No Brasil, a obra de Meletínski já
conta com uma importante tradução para o nosso idioma do livro
Os arquétipos
literários (originalmente publicado em 1994), ainda usado como bibliografia
fundamental para muitas disciplinas e cursos universitários. Apesar de ser
relativamente curto, o livro consegue criar um panorama bastante amplo da
relação entre o mito e a literatura, encontrando as raízes mitológicas de
alguns personagens típicos; por exemplo, os pícaros e malandros, cujas raízes estão,
segundo Meletínski, no trapaceiro mítico (
trickster). Além de
Os
arquétipos, alguns de seus artigos também já foram traduzidos para o
português e se encontram publicados em revistas acadêmicas, como a
Revista
RUS, em especial os que se dedicam especificamente à transformação do mito
em literatura, como o par de ensaios “Conto e mito” e “Mito e conto”.
Um dos mais significativos, e talvez o mais importante,
livro escrito por Meletínski já foi trazido para o Brasil em 1987 pela editora
Forense Universitária, com tradução de Paulo Bezerra, sob o título A poética
do mito. Nesse longo e detalhado estudo, o pesquisador soviético busca
esmiuçar algumas permanências das mitologias antigas na literatura, incluindo
aí tanto a popular quanto a erudita. Para isso, o seu autor começa fazendo uma
revisão ampla e profunda das várias abordagens acadêmicas do mito, o que
chamaríamos hoje de estudo de estado da arte. Seu olhar experiente ora faz
críticas pontuais, agudas e pertinentes, ora as elogia sem exagerar suas
qualidades. Depois disso, nas duas partes seguintes do livro, o estudioso
soviético focaliza sua atenção na literatura: primeiro o caminho de sucessivo
afastamento do mito que a literatura toma até o século XX, processo do qual
falaremos um pouco adiante; e, na seguinte, aborda as razões e consequências da
transformação operada pelo Modernismo no percurso da arte até ali.

··········

Tarefa breve a –
Separe e copie todas as linhas dos registros que contêm a palavra "plaster", diferenciando maiúsculas de minúsculas.

Itens armazenados:
··········

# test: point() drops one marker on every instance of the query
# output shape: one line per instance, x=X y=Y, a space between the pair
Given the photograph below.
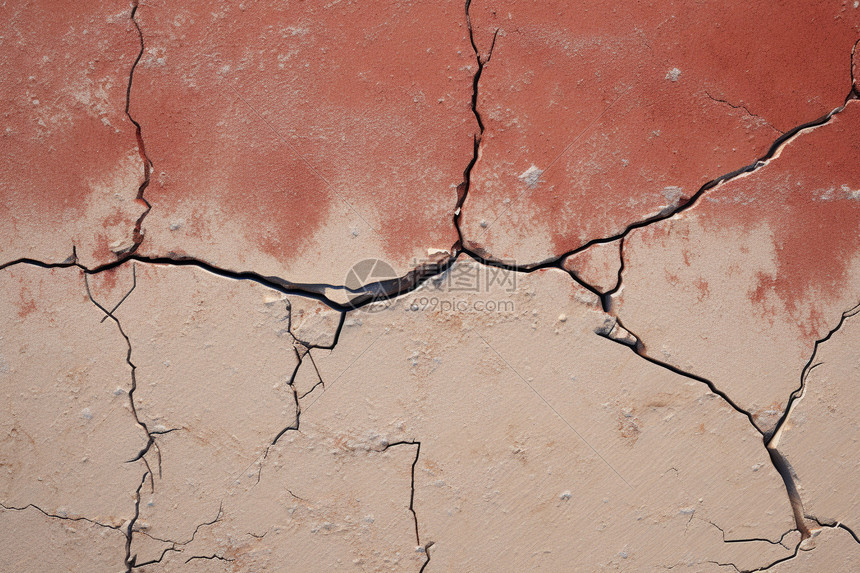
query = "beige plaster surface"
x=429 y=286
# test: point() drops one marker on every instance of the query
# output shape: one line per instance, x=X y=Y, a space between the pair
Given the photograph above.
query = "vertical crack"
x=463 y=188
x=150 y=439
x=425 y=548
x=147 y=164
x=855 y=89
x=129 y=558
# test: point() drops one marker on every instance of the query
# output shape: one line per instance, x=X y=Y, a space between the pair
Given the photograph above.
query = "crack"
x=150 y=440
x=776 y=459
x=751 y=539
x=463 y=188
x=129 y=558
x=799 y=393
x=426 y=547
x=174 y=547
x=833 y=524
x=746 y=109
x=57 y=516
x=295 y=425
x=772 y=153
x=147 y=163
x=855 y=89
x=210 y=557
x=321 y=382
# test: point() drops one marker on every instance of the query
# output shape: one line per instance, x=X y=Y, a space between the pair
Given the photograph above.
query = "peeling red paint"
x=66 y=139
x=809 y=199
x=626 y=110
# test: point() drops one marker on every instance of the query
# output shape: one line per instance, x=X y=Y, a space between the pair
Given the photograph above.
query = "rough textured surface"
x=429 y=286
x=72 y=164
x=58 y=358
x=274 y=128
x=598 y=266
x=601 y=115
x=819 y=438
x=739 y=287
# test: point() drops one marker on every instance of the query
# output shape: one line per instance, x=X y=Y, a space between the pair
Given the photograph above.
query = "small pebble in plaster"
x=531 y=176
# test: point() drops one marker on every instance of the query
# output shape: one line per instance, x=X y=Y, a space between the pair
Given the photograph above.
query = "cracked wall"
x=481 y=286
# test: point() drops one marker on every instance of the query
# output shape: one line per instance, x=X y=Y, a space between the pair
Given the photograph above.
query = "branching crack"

··········

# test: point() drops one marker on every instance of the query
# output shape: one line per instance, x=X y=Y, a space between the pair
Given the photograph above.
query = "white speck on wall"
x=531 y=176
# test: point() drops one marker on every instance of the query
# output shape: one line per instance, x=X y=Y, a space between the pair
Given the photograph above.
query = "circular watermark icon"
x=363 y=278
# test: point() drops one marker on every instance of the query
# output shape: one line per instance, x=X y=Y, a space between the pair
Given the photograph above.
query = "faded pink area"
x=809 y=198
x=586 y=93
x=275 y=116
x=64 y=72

··········

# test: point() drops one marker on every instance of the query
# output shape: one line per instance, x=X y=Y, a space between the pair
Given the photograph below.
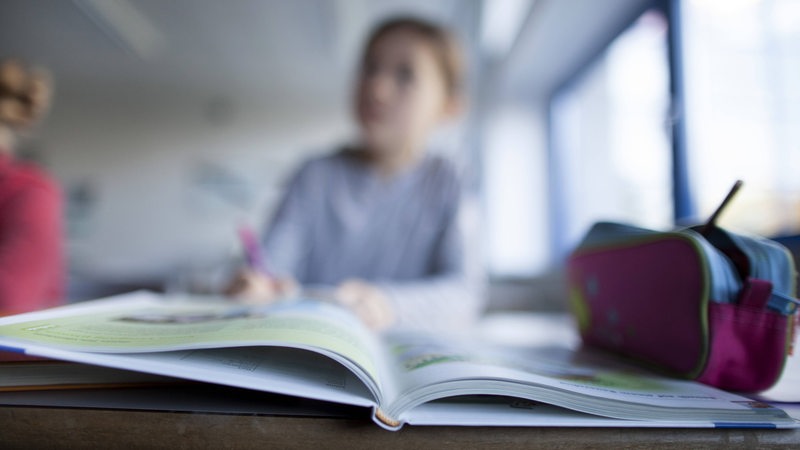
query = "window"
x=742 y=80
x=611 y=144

··········

Tarefa breve b –
Transcreva por inteiro o texto sobre a obra de Meletínski, sem alterar nada.

Resposta a –
query = "beige plaster surface"
query = "small pebble in plaster"

Resposta b –
No Brasil, a obra de Meletínski já
conta com uma importante tradução para o nosso idioma do livro
Os arquétipos
literários (originalmente publicado em 1994), ainda usado como bibliografia
fundamental para muitas disciplinas e cursos universitários. Apesar de ser
relativamente curto, o livro consegue criar um panorama bastante amplo da
relação entre o mito e a literatura, encontrando as raízes mitológicas de
alguns personagens típicos; por exemplo, os pícaros e malandros, cujas raízes estão,
segundo Meletínski, no trapaceiro mítico (
trickster). Além de
Os
arquétipos, alguns de seus artigos também já foram traduzidos para o
português e se encontram publicados em revistas acadêmicas, como a
Revista
RUS, em especial os que se dedicam especificamente à transformação do mito
em literatura, como o par de ensaios “Conto e mito” e “Mito e conto”.
Um dos mais significativos, e talvez o mais importante,
livro escrito por Meletínski já foi trazido para o Brasil em 1987 pela editora
Forense Universitária, com tradução de Paulo Bezerra, sob o título A poética
do mito. Nesse longo e detalhado estudo, o pesquisador soviético busca
esmiuçar algumas permanências das mitologias antigas na literatura, incluindo
aí tanto a popular quanto a erudita. Para isso, o seu autor começa fazendo uma
revisão ampla e profunda das várias abordagens acadêmicas do mito, o que
chamaríamos hoje de estudo de estado da arte. Seu olhar experiente ora faz
críticas pontuais, agudas e pertinentes, ora as elogia sem exagerar suas
qualidades. Depois disso, nas duas partes seguintes do livro, o estudioso
soviético focaliza sua atenção na literatura: primeiro o caminho de sucessivo
afastamento do mito que a literatura toma até o século XX, processo do qual
falaremos um pouco adiante; e, na seguinte, aborda as razões e consequências da
transformação operada pelo Modernismo no percurso da arte até ali.